**** Texte ****

Les autorités mauritaniennes devraient annuler la condamnation à mort du blogueur mauritanienMohamed Cheikh Ould Mkhaitir et abandonner toutes les accusations portées à son encontre en violation de la liberté d'expression, a déclaré Human Rights Watch aujourd'hui.
La Cour d'appel de Nouadhibou doit réexaminer l'affaire le 8 novembre 2017. Les procureurs ont engagé des poursuites pour apostasie contre Mkhaitir après la publication en ligne, en janvier 2014, d'un article qui dénonçait l'usage de la religion pour légitimer la discrimination ethnique et de caste en Mauritanie.
En janvier, après trois ans de procédure judiciaire, la Cour suprême de Mauritanie a cassé une décision de la Cour d'appel qui confirmait la condamnation à mort du blogueur, et a renvoyé l'affaire devant un nouveau collège de magistrats pour qu’elle soit réexaminée.
« La Mauritanie ne devrait accuser personne d’“apostasie”, et encore moins condamner un blogueur à mort pour une accusation aussi absurde basée sur un article qu'il a écrit », a déclaré Sarah Leah Whitson, directrice de la division Moyen-Orient et Afrique du Nord. « C'est une bonne chose que la Cour d'appel réexamine cette affaire, mais Mkhaitir n'aurait initialement jamais dû être accusé. »

****

• **Consignes et exercices**
**1.** Citez le passage du texte sur le blogueur mauritanien compris entre « En janvier, après » et « qu’elle soit réexaminée. », ces deux extraits inclus.
**2.** Répondez brièvement à ces questions d'après le texte sur le blogueur mauritanien.
(a) Quelle juridiction doit réexaminer l'affaire le 8 novembre 2017 ?
(b) À quelle date l'article a-t-il été publié en ligne ?
(c) Quelle fonction occupe Sarah Leah Whitson ?

**** Données fournies ****

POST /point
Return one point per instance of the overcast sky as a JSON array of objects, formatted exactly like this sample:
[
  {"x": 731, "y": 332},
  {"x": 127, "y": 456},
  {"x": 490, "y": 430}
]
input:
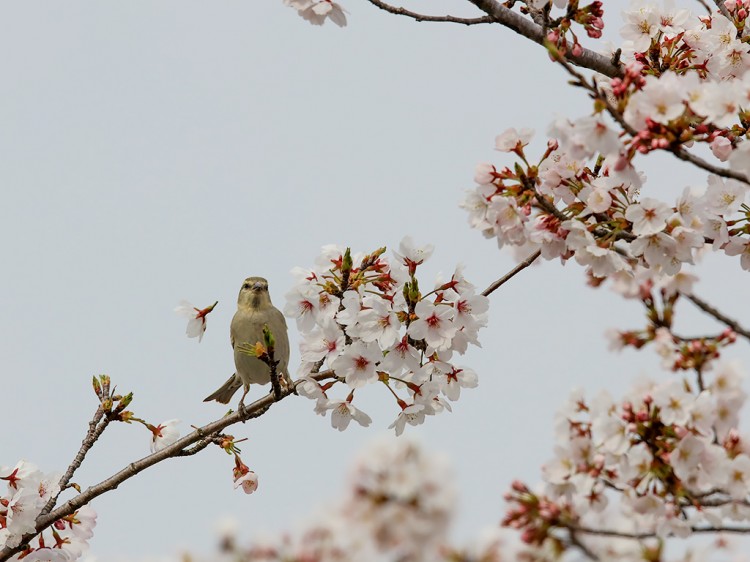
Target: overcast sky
[{"x": 155, "y": 151}]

****

• **Réponses finales**
**1.**
En janvier, après trois ans de procédure judiciaire, la Cour suprême de Mauritanie a cassé une décision de la Cour d'appel qui confirmait la condamnation à mort du blogueur, et a renvoyé l'affaire devant un nouveau collège de magistrats pour qu’elle soit réexaminée.

**2.**
(a) La Cour d'appel de Nouadhibou.
(b) En janvier 2014.
(c) Elle est directrice de la division Moyen-Orient et Afrique du Nord.